--- Record extracts ---

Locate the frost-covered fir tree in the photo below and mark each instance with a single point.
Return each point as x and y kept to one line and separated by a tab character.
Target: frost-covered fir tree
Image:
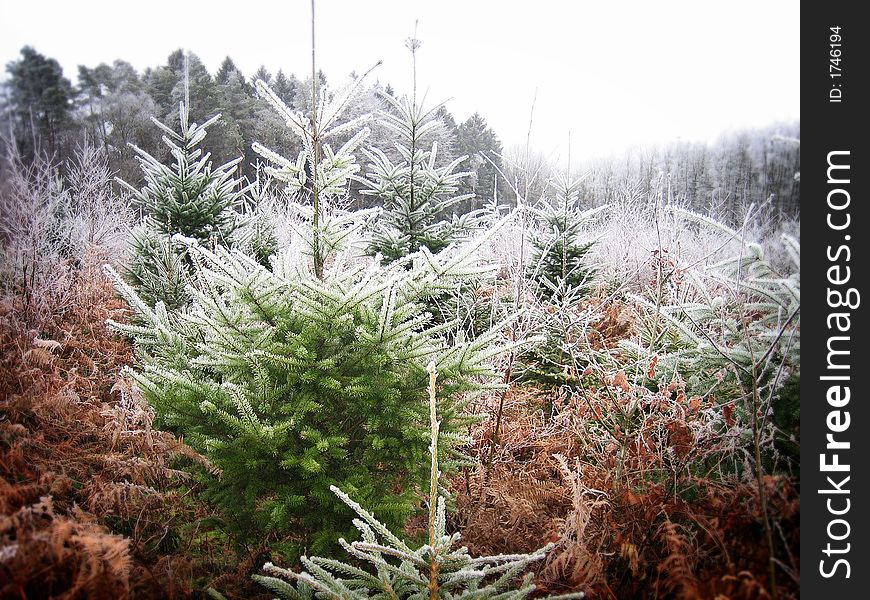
309	373
189	198
385	566
559	263
416	194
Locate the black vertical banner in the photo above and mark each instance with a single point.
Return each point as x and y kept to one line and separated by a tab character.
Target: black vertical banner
835	378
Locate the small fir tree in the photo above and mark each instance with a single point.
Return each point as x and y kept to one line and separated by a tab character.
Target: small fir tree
309	373
559	264
188	198
416	195
437	569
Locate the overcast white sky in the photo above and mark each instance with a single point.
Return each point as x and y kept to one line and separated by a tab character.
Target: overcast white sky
614	74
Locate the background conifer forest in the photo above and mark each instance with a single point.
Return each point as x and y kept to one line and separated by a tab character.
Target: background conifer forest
283	335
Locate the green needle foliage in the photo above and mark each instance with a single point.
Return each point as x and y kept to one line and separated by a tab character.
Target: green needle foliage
438	569
559	262
416	194
189	198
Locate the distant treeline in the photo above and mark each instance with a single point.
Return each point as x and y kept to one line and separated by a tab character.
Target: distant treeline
42	111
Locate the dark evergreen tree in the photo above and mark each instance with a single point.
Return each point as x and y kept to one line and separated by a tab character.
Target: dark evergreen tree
437	569
41	99
190	198
559	265
418	197
309	373
480	143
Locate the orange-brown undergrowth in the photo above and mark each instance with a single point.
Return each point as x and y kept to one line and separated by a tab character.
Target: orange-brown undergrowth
90	506
629	518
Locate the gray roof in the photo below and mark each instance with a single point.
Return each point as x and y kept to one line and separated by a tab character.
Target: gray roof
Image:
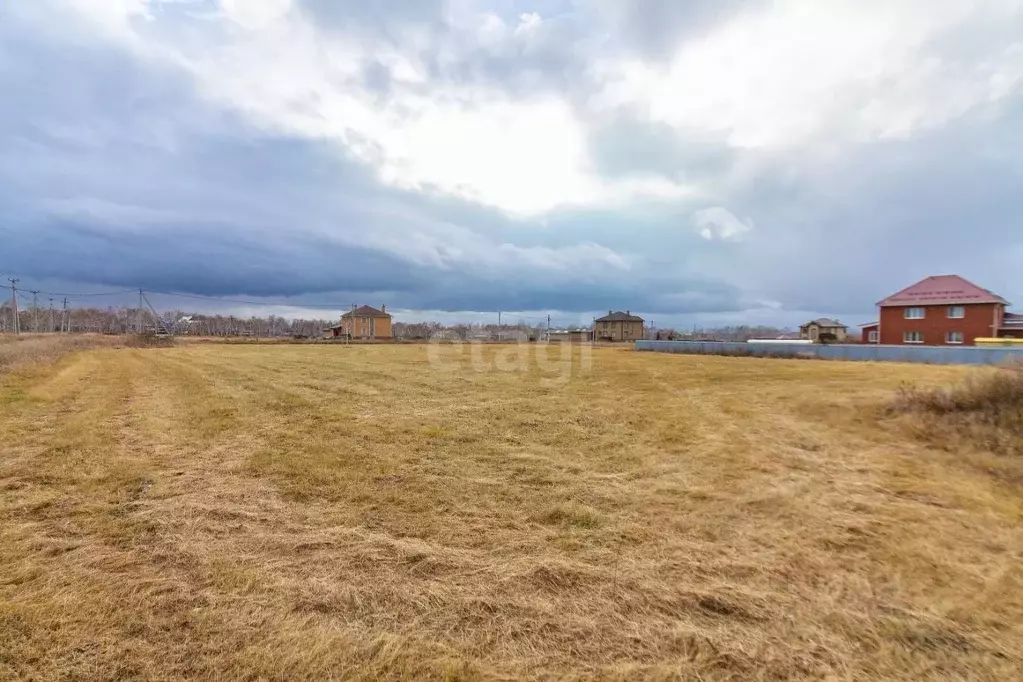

---

Activity:
Once the line with "Locate the gray" is found, output it and every line after it through the end of the listing, exactly, without pictures.

Result:
Locate the gray roof in the photo below and mark each instance with a single point.
Return each point as x and y kept to one line and separated by a tab character.
Target: gray roof
Image:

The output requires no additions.